PROVIDED RECORDS:
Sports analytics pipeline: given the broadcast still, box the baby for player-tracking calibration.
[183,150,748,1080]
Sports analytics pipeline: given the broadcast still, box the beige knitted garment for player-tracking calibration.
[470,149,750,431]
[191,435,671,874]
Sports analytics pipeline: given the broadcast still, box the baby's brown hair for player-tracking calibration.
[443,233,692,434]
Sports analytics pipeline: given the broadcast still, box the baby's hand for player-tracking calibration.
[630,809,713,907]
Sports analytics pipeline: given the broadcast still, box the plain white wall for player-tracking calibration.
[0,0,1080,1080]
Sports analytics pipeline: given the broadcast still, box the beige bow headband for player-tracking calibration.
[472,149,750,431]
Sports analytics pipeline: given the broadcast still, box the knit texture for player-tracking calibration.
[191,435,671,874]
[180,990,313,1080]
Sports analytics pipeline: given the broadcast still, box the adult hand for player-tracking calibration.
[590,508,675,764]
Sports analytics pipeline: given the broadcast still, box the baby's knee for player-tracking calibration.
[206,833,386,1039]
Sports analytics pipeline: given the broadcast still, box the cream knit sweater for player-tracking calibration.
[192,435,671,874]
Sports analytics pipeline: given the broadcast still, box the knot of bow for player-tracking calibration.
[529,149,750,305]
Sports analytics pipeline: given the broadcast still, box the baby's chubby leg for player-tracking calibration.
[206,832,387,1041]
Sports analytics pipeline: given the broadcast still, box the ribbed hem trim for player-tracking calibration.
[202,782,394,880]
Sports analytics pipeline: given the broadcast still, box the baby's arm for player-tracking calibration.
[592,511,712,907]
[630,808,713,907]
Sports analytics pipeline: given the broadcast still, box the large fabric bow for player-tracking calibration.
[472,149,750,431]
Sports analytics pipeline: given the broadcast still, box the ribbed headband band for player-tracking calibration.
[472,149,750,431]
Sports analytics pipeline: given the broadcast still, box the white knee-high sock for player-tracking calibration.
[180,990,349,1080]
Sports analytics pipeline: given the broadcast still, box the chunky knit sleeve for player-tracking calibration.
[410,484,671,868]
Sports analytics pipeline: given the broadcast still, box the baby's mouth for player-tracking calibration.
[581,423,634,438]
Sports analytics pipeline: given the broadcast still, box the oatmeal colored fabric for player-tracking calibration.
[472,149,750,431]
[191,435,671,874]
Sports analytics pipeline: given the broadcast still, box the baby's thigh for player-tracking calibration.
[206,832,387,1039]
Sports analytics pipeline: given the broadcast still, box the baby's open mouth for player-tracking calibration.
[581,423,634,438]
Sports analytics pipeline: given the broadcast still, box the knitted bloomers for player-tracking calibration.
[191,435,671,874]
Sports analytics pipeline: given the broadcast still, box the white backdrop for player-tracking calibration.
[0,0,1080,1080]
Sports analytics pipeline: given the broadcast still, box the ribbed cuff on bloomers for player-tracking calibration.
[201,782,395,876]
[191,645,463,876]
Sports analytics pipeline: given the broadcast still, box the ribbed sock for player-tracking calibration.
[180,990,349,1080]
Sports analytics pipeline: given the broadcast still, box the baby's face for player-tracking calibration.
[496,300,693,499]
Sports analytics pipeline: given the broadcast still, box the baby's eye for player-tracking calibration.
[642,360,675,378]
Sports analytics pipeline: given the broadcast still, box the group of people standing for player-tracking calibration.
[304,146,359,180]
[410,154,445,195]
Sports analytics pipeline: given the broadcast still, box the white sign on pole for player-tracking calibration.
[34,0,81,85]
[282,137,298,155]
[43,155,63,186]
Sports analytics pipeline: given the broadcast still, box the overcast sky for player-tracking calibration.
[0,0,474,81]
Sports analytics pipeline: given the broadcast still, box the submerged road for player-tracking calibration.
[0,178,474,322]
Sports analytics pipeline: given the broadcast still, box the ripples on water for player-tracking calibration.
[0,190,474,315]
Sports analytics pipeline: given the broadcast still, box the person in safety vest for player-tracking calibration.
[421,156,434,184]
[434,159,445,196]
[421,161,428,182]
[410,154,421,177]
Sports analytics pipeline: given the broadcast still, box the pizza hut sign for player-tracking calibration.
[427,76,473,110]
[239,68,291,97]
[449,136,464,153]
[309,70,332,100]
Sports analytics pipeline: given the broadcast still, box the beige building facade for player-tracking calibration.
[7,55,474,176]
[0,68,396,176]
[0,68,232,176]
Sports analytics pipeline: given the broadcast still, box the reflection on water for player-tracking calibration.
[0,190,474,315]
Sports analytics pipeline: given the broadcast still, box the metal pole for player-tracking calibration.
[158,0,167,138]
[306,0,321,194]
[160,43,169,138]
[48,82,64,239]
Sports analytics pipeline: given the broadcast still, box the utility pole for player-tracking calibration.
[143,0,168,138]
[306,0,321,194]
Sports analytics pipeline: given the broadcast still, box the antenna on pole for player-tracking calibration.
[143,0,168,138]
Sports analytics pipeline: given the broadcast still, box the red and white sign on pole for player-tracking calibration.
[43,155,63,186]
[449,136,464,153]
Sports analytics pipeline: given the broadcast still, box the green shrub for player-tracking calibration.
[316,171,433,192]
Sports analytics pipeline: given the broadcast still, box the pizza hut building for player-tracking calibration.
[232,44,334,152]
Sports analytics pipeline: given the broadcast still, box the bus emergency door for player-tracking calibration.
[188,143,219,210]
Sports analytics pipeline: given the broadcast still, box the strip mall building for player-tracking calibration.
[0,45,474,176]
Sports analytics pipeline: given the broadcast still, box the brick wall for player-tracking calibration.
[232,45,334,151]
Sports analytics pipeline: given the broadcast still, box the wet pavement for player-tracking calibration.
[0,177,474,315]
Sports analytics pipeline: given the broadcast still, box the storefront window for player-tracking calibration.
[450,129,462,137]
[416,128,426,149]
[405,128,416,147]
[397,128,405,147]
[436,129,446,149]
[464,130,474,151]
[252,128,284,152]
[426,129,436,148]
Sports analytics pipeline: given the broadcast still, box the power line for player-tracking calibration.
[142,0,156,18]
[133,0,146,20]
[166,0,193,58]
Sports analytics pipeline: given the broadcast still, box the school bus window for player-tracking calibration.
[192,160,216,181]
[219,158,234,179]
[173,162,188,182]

WHAT YOU NEED TO DO:
Pull out each line of the entries above that contains the string "knitted". Case counts.

RESULT OF THIS EXERCISE:
Sports analytics pipeline: given the broadcast still, box the beige knitted garment for player-tracking calibration.
Sports analytics pipeline: given the broadcast still, box the knitted bloomers for player-tracking calibration.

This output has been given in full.